Problem to solve:
Write out the entries below once more, exactly, with the pictures left out.

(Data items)
--- START ---

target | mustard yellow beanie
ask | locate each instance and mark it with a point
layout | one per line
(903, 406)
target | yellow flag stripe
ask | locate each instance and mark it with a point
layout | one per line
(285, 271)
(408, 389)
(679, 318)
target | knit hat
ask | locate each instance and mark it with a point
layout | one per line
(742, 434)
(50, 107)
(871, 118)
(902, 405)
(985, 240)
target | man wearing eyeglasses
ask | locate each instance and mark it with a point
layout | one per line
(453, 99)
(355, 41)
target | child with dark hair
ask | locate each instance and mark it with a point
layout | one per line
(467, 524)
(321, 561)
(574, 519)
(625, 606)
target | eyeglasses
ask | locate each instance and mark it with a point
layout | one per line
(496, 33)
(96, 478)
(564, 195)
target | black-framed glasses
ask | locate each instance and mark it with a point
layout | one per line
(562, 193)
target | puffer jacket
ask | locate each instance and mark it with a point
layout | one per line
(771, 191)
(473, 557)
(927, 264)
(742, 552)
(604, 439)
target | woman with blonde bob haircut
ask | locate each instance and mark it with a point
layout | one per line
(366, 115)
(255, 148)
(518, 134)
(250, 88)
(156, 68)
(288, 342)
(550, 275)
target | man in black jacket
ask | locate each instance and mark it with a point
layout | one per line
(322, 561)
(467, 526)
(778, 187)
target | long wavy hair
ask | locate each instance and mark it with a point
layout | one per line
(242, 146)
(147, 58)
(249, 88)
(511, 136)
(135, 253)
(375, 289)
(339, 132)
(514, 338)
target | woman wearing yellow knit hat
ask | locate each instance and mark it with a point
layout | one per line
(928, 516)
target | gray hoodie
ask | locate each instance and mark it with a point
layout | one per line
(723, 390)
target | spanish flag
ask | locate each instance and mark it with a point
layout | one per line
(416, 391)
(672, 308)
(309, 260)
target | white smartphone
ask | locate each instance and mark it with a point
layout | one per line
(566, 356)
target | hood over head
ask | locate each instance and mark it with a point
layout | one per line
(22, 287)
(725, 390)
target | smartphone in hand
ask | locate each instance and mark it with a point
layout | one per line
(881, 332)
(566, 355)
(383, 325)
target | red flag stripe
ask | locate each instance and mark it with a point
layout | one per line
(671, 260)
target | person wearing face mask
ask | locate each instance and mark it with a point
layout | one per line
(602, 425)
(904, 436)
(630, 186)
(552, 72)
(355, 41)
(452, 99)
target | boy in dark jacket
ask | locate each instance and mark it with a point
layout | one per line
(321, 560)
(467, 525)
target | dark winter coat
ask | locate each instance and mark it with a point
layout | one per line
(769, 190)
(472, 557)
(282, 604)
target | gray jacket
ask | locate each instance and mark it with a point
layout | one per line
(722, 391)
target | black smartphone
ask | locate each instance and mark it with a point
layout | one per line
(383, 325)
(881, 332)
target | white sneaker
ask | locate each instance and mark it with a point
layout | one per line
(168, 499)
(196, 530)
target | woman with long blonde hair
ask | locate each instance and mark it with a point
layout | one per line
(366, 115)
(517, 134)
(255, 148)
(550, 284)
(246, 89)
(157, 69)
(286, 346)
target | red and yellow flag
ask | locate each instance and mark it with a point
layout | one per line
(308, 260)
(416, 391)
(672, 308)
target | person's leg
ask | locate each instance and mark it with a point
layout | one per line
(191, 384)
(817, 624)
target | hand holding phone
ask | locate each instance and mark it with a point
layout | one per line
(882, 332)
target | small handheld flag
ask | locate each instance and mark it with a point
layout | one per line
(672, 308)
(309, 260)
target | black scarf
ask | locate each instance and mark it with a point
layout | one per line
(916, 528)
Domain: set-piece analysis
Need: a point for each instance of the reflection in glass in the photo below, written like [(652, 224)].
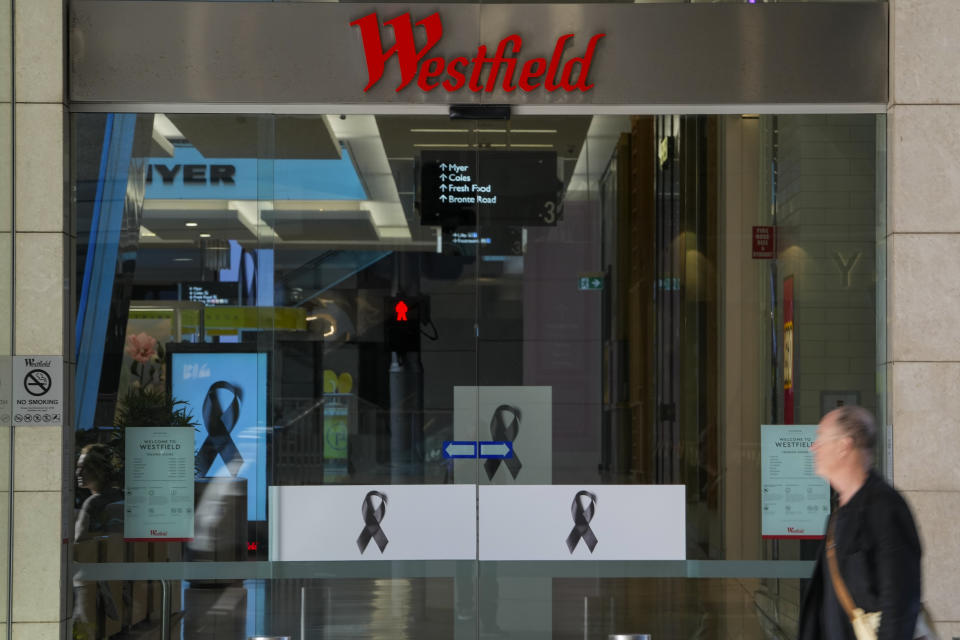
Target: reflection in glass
[(340, 313)]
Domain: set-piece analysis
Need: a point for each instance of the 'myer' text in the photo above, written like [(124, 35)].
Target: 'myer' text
[(479, 73)]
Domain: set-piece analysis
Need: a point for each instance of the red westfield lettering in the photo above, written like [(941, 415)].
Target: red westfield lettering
[(479, 73)]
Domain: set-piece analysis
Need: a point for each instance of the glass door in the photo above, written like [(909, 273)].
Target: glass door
[(406, 376)]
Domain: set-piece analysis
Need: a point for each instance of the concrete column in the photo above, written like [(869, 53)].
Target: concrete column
[(923, 289), (41, 246)]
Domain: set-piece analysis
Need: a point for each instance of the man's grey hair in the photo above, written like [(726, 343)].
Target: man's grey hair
[(858, 424)]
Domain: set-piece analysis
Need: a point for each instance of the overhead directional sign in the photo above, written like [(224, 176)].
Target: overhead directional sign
[(503, 187), (468, 449), (455, 449), (590, 281), (495, 449)]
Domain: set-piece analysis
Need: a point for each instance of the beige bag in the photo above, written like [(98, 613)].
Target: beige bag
[(866, 624)]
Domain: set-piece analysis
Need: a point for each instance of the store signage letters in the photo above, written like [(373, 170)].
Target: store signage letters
[(193, 173), (462, 71)]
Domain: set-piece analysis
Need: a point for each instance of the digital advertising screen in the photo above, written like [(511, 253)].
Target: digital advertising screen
[(226, 391)]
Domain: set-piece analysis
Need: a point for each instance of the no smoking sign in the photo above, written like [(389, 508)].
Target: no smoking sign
[(37, 391)]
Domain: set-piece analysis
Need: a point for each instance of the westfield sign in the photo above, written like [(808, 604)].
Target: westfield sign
[(481, 72)]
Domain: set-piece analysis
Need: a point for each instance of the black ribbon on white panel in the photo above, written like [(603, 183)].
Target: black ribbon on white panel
[(372, 517), (501, 431), (220, 419), (581, 522)]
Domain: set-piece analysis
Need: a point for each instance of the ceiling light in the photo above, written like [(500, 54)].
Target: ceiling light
[(439, 130), (515, 130), (528, 146)]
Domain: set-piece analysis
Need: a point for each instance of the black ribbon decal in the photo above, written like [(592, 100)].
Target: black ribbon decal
[(372, 517), (501, 431), (220, 421), (581, 522)]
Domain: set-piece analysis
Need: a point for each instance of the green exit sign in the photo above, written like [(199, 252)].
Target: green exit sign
[(590, 282)]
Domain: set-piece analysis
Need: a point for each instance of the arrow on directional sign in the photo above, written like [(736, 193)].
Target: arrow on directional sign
[(496, 449), (461, 449)]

--- END ---

Result for this task:
target | mustard yellow beanie
ask | locate each instance and mark it with a point
layout | one per line
(903, 406)
target | yellow flag stripe
ask | locate each instance and mark it with a point
layout | one per line
(285, 271)
(408, 389)
(679, 318)
target | knit hat
ask | locate each instance and mark it with a point
layout | one per line
(742, 434)
(50, 107)
(871, 118)
(902, 405)
(985, 240)
target | man wearing eyeglasses
ask | locate each instance and mark it with a point
layout | one per line
(453, 99)
(355, 41)
target | child with dark hair
ask | locate each instance and mark it with a point
layout | one per line
(467, 524)
(321, 561)
(574, 519)
(625, 606)
target | eyeglasses
ask | locate each instance and mark it with a point
layout | one per line
(496, 33)
(96, 478)
(564, 195)
target | black-framed glasses
ask | locate each instance and mark it with a point
layout | one per line
(562, 193)
target | puffer jacket
ask | locate each instance and mark it with a point
layout | one per line
(771, 191)
(473, 557)
(927, 264)
(742, 552)
(604, 439)
target | woman with blonde bob haircut
ask | locate each instance and mark it with a point
layout | one per line
(366, 115)
(255, 148)
(518, 134)
(250, 88)
(156, 68)
(288, 342)
(550, 275)
target | man in black jacket
ask | locate each instance and mark it with a point
layout | one per line
(322, 561)
(467, 526)
(778, 187)
target | long wavy hair
ask | locate each instance and mark it with a point
layout | one per line
(242, 146)
(147, 58)
(249, 88)
(511, 136)
(135, 253)
(375, 289)
(339, 132)
(514, 338)
target | woman wearing yellow knit hat
ask | locate each instance and mark it with a point
layout | one per line
(928, 516)
target | gray hoodie
ask | locate each instance and mark it with a point
layout | one per line
(723, 390)
target | spanish flag
ask | locate each instance and mark it with a point
layout | one per line
(416, 391)
(672, 308)
(309, 260)
target | white smartphone
ask | locate each instance and mark it with a point
layout | one per line
(566, 356)
target | hood over head
ask | locate each instance and mark it with a point
layout | one per line
(22, 287)
(725, 390)
target | smartphone in hand
ask | locate each instance and mark it with a point
layout | one per line
(881, 332)
(566, 355)
(383, 325)
target | red flag stripe
ask | locate each instance and mark it with a point
layout | one per line
(671, 260)
target | person wearing face mask
ask | locate each instance and mark it with a point
layout | one per line
(602, 425)
(904, 436)
(630, 186)
(552, 72)
(355, 41)
(452, 99)
target | boy in dark jacket
ask | locate each instance and mark it with a point
layout | one per line
(321, 560)
(467, 525)
target | dark winter coat
ask | locate each instance and mark it with a point
layout | one per line
(769, 190)
(472, 557)
(282, 604)
target | gray jacket
ask | locate each instance and mark it with a point
layout | one per line
(722, 391)
target | black smartphone
ask | locate each instance and mark it with a point
layout | one per line
(383, 325)
(881, 332)
target | white sneaker
ask | locate each instance and mark it with a point
layout | one per line
(168, 499)
(196, 530)
target | woman with long blonde hair
ask | locate each instance and mark it with a point
layout | one per line
(366, 115)
(517, 134)
(255, 148)
(550, 284)
(246, 89)
(157, 69)
(286, 346)
target | red and yellow flag
ask | locate each instance and mark it with a point
layout | one per line
(308, 260)
(416, 391)
(672, 308)
target | person's leg
ask | locate each instance and mark it with a point
layout | one per line
(191, 384)
(817, 624)
target | hand holding phone
ask | locate each instance and mark it with a point
layout | one per line
(882, 332)
target | small handheld flag
ask | locate each instance and mark it with a point
layout | one per line
(672, 308)
(309, 260)
target | black scarf
ask | locate each instance and mark it with a point
layout | one per line
(916, 528)
Domain: set-piece analysis
Need: a point for each instance of the reflection in glass in the photo below, written like [(652, 224)].
Target: reflection in glass
[(340, 313)]
Domain: set-piece analysis
Need: a point for each instance of the 'myer' text in the photo above, written like [(124, 35)].
Target: 'myer' text
[(479, 73)]
Domain: set-piece analysis
Need: a point for each instance of the red westfield lettering in the photo above, written like [(941, 415)].
Target: red westfield lettering
[(479, 73)]
Domain: set-piece analysis
Need: a point for each instance of the glass door in the photo above, written like [(909, 273)].
Target: glass door
[(406, 376)]
Domain: set-piece analysis
Need: a point for each instance of the concrete column in the photo above, written like [(869, 53)].
Target: concrete column
[(923, 289), (41, 246)]
Domain: set-piece analysis
Need: a point for each instance of the man's grey hair in the photo above, written like [(726, 343)].
Target: man's grey hair
[(858, 424)]
Domain: set-piece analysis
Need: a point for each instance of the overhead directional sign in the photo above, written like [(224, 176)].
Target: overhead directional sign
[(503, 187), (468, 449), (455, 449), (590, 281), (495, 449)]
Domain: set-piece analysis
Need: a point for each instance of the beige bag in the photo above, written like [(98, 613)].
Target: beige bag
[(866, 624)]
Domain: set-piece analysis
Need: a point for each instance of the store signage letters in the photo above, written like [(373, 170)].
Target: store signage letters
[(193, 173), (462, 71)]
Domain: set-piece analysis
Need: a point for each instance of the digital advertising screen in the photo above, written like [(511, 253)].
Target: digital advertising screen
[(226, 391)]
Domain: set-piece analysis
Need: a point for each instance of the no smoking sign in the photo above, written like [(389, 508)].
Target: no smoking sign
[(37, 391)]
Domain: set-piece analysis
Need: a point for each instance of the westfield sign in the photo above, written like [(808, 604)].
Target: westfield sign
[(481, 72)]
Domain: set-piece analysis
Need: a point for each instance of the black ribbon on white panel in the photo above, written like [(603, 183)].
Target: black ribbon on white panel
[(372, 517), (501, 431), (220, 419), (581, 522)]
Domain: set-piece analysis
Need: a point for each instance of the ceiling light in the photo above, written like [(500, 54)].
Target: ceiling light
[(439, 130), (515, 130), (528, 146)]
Domain: set-piece analysis
Need: a point for each instance of the black ribbon decal in the photo above, written like [(592, 100)].
Target: black ribbon decal
[(372, 517), (501, 431), (220, 421), (581, 522)]
Domain: set-piece analysis
Need: a point for each instance of the green exit sign in the photo above, written like [(199, 252)].
Target: green exit sign
[(590, 282)]
Domain: set-piece analysis
Need: a point for each instance of the arrow on directional sign in the photo above, written like [(736, 193)].
Target: arrow on directional sign
[(496, 449), (461, 449)]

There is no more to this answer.